§ WORK TO BE COMPLETED
Print every one of the records below word for word, leaving each line unchanged.

↓

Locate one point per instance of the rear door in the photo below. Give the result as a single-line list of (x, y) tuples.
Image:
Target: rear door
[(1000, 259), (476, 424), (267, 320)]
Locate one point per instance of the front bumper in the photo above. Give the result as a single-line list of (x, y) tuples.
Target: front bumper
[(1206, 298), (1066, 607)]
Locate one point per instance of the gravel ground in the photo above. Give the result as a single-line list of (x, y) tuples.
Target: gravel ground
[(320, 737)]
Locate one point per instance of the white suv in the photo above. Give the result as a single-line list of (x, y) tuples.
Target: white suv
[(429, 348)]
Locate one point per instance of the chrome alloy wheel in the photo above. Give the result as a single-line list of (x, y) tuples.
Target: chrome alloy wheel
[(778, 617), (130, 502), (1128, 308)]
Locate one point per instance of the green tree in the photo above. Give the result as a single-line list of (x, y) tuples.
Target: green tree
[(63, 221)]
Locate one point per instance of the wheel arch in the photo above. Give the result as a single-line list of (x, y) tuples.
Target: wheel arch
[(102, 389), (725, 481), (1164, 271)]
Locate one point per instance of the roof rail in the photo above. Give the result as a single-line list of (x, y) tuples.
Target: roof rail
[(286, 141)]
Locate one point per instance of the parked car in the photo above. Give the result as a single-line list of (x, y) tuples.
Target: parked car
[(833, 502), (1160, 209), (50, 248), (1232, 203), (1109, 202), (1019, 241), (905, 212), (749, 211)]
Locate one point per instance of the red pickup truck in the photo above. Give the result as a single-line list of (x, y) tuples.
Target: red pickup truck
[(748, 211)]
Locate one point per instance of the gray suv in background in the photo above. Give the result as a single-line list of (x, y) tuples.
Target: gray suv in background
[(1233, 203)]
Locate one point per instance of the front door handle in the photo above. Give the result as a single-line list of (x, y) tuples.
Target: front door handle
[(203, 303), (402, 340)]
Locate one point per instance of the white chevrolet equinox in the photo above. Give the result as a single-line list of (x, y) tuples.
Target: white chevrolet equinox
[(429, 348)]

↑

§ SOLUTION TO THIS EXERCISE
Locate one point per instance of the rear door in the photo below. Give the result as a single-line list of (x, y) tuples.
Image:
Target: rear door
[(1000, 259), (476, 424), (267, 320)]
Locate one point per instance of the front bumper in the photo above. Give the result as a single-line list of (x, y) tuples.
Target: front bumper
[(1206, 298), (1066, 607)]
Locate one point per instance of the gravel ground in the photo above. Give the result as a single-line list of (x, y) tuples.
Target: gravel ground
[(320, 737)]
Locate one point per instance of the white suv in the photo above. Give the result as a single-line list of (x, y) tuples.
Target: white suv
[(429, 348)]
Locate one point per instance of the chrome alloy wheel in the photo above. Give the result as a single-line list of (x, y) tuples.
Target: chrome alloy wheel
[(778, 617), (130, 502), (1128, 308)]
Locate one point per instance of the green tree in the photo above. Give the result as a single-line list of (x, y) tuples.
Target: green tree
[(63, 221)]
Locate one point per instance of the wheel arch in the photo above. Give the result as a single-line list of (x, y) tuples.
Target: wheel arch
[(102, 389), (725, 481), (1164, 271)]
Locate one point per instance of the roof rail in the photo above. Give the result as a single-line list of (x, y) tuples.
Target: roof rail
[(286, 141)]
Locate one point per instance of the parked car in the photo above. Give the result as a single-line list of (x, y) tuples.
Target: parked car
[(833, 502), (1160, 209), (50, 248), (1232, 203), (1109, 202), (1019, 241), (905, 212), (749, 211)]
Locate one point per instance of the red pickup truck in the photo above. Give the result as a single-line list of (x, y) tuples.
Target: red pickup truck
[(748, 211)]
Locate one point per instance of the gray suv in background in the photo above. Give the result as a single-line list of (x, y) tuples.
Target: gray suv in background
[(1233, 203)]
Locate one point per instance of the front door handle in the photo above. Give the result as a single-line list of (x, y) tuples.
Target: front door handle
[(203, 303), (402, 340)]
Locate one point per instance of the white chevrolet equinox in the photo above. Give the result as a single-line list of (x, y) tuples.
Target: white chevrolet equinox
[(429, 348)]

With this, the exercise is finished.